» **PASSAGE PROVIDED**:
☆ ☆ ☆ ☆ ☆ ☆ ☆

# Goal

We will attemp to convert English into Pig Latin.  We will use the Text8 data as a corpus of text.  The modeling will be done using a sequence of characters and the input sequence will be the sequence of characters for one word.  We will use the method described [here](https://papers.nips.cc/paper/5346-sequence-to-sequence-learning-with-neural-networks.pdf) 

# Import functions

In [1]:
import pickle
import tensorflow as tf
import numpy as np
import string
from tqdm import tqdm
import os
from matplotlib import pyplot as plt
%matplotlib inline

# Import parameters

[e1_var,e2_var,e3_var,d1_var,d2_var,d3_var,W_softmax,b_softmax]

In [2]:
params = pickle.load(open('params.p','r'))

In [3]:
len(params)

8

# Padding inputs and outputs

There is no good way to handle sequences of multiple lengths (see [here](https://www.tensorflow.org/tutorials/seq2seq)).  So we pad inputs and outputs to fixed lengths.

☆ ☆ ☆ ☆ ☆ ☆ ☆

» **DATA LINES**:
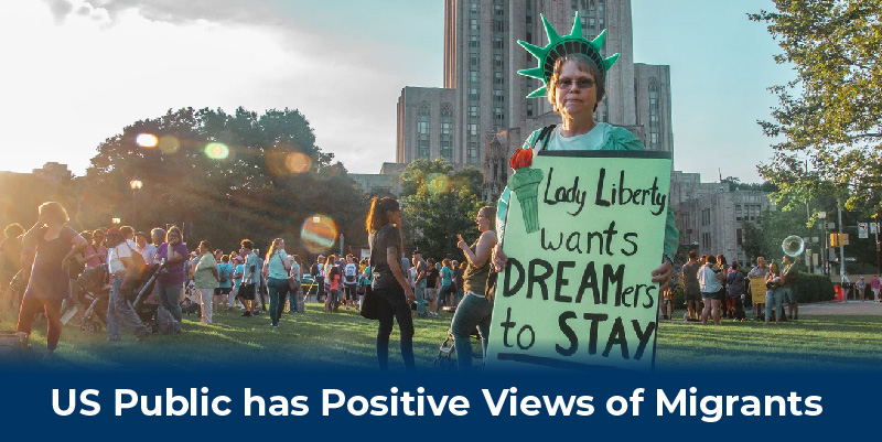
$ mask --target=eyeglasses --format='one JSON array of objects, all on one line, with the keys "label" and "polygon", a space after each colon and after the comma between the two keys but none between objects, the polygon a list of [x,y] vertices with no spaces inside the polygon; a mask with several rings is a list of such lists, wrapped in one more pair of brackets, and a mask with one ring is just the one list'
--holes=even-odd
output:
[{"label": "eyeglasses", "polygon": [[573,79],[573,78],[561,78],[561,79],[558,80],[558,87],[560,87],[561,89],[569,89],[569,88],[572,87],[573,84],[579,86],[580,89],[590,89],[590,88],[594,87],[594,85],[596,83],[594,83],[593,79],[585,78],[585,77],[579,77],[579,78],[576,78],[576,79]]}]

☆ ☆ ☆ ☆ ☆ ☆ ☆

» **TASKS TO CARRY OUT**:
(1) Say whether each statement agrees with the Pig Latin notebook, answering yes or no and quoting the deciding words: (a) the Text8 data serves as the corpus; (b) each input sequence holds the characters of a whole sentence; (c) inputs and outputs are padded to fixed lengths.
(2) Carry on the Pig Latin notebook, starting after its last sentence.
The listing is separate material and is not part of the Pig Latin notebook.

» **RESPONSES IN ORDER**:
(1)
(a) Yes: "We will use the Text8 data as a corpus of text."
(b) No: "the input sequence will be the sequence of characters for one word."
(c) Yes: "So we pad inputs and outputs to fixed lengths."

(2)
In [8]:
# find maximum length of input
max_in = 10

In [9]:
# find maximum length of input
max_out = 13

In [10]:
pad_char = '~'
def pad_in(w):
    while(len(w)<max_in):
        w = pad_char+w
    return w

def pad_out(w):
    while(len(w)<max_out):
        w = w+pad_char
    return w

def un_pad(w):
    return w.replace(pad_char,'')

# Vectorize data

In [12]:
alphabet = string.ascii_lowercase+'~'
alphabet_size = len(alphabet)+1 #need to add one for the end of sequence key

#returns a unique integer for the letter
def char2id(x):
    return alphabet.find(x)

#return a one hot encoded vector of the letter
def one_hot(l):
    r = np.zeros(alphabet_size)
    r[char2id(l)] = 1.0
    return r

#return the letter of the one-hot encoded letter
def un_one_hot(v):
    ind = np.argmax(v)
#     if ind >= alphabet_size-2:
    if ind == alphabet_size-1:
        return ''
    else:
        return alphabet[ind]

#returns the the End of Sequence vector
def getEOSvec():
    r = np.zeros(alphabet_size)
    r[alphabet_size-1] = 1.0
    return r

#returns the word a matrix of one hot encoded vectors
def vectorizeWord(w):
    r = np.ndarray((len(w)+1,alphabet_size))
    for i,l in enumerate(w):
        r[i] = one_hot(l)
    r[len(w)] = getEOSvec()
    return r

#returns the string of the vectorized word
def unvectorizeWord(M):
    r = ''
    for i in xrange(M.shape[0]):
        r += un_one_hot(M[i])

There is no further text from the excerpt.